Task objective: Reproduce every one of the lines below without altering a single character.

━━━ Provided records

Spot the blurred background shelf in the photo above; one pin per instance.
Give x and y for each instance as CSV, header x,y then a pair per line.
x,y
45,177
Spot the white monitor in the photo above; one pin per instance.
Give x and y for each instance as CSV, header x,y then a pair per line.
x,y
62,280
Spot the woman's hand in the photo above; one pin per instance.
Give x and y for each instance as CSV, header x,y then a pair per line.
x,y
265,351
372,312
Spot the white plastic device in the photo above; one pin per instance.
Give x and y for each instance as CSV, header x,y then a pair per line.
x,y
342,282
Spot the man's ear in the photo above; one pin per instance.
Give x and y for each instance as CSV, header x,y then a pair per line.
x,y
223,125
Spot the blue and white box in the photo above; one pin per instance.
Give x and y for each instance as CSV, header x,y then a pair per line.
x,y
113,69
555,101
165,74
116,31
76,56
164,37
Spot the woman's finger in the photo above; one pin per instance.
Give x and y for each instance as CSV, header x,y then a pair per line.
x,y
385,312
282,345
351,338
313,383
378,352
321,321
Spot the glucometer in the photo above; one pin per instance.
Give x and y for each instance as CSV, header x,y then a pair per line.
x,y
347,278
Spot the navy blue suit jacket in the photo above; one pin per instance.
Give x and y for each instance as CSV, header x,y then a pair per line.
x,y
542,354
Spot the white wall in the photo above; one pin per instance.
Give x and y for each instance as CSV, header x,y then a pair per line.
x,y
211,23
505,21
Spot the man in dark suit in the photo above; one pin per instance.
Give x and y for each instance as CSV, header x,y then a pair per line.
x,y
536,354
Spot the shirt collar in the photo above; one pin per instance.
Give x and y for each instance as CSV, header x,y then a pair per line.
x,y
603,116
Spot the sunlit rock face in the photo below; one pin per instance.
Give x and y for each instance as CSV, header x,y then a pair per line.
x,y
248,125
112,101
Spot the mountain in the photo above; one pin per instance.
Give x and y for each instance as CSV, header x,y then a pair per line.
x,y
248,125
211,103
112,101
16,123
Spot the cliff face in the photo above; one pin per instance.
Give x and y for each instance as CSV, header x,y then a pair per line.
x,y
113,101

━━━━━━

Output for this task:
Spot the blurred background shelf in the photo above; one pin per instance.
Give x and y for each instance as CSV, header x,y then a pair per line.
x,y
45,177
Spot the white monitor in the photo above; one pin per instance.
Give x and y for each instance as CSV, header x,y then a pair per line.
x,y
62,280
Spot the woman's hand in the photo above; one pin per instance.
Give x and y for each instance as CSV, header x,y then a pair per line.
x,y
265,351
372,312
Spot the white plastic device in the photo above; one pin per instance.
Give x and y for each instance as CSV, header x,y then a pair per line.
x,y
342,282
Spot the man's ear in the photo above; one pin per instance.
Give x and y for each instance as CSV, header x,y then a pair per line.
x,y
223,125
Spot the blue and white box in the photo above; one pin per instance.
Give x and y for each instance as CSV, header x,y then a pair per line.
x,y
113,69
555,101
165,74
116,31
76,56
164,37
Spot the woman's finger in the photo above; one pin per instance.
Give x and y for each instance as CSV, header x,y then a pair per line.
x,y
385,312
282,345
351,338
313,383
378,352
321,321
Spot the glucometer in the photo above; one pin per instance.
Give x and y for each instance as CSV, header x,y then a pair per line.
x,y
347,278
Spot the navy blue suit jacket in the photo above; one pin per instance.
Give x and y for each instance as CSV, header x,y then a pair per line.
x,y
542,354
Spot the white wall in the photo above; one pin per instance.
Give x and y for each instance as CSV, header x,y then a pair per line.
x,y
211,23
505,21
Spot the man in dark suit in the photo above; one pin per instance.
Give x and y for each instance as CSV, header x,y then a pair per line.
x,y
536,354
Spot the shirt collar in the photo above; one pin per instance.
Give x and y for each instance as CSV, header x,y then a pair per line.
x,y
603,116
Spot the sunlit rock face in the photo below; one pin per instance.
Give x and y for each instance as CSV, header x,y then a pair per line.
x,y
248,125
112,101
Spot the mountain in the photo above; one pin per instance.
Give x and y for each instance as CSV, header x,y then a pair per line.
x,y
248,125
211,103
112,101
16,123
Spot the cliff face in the photo above; one pin per instance.
Give x and y for each instance as CSV, header x,y then a pair per line.
x,y
113,101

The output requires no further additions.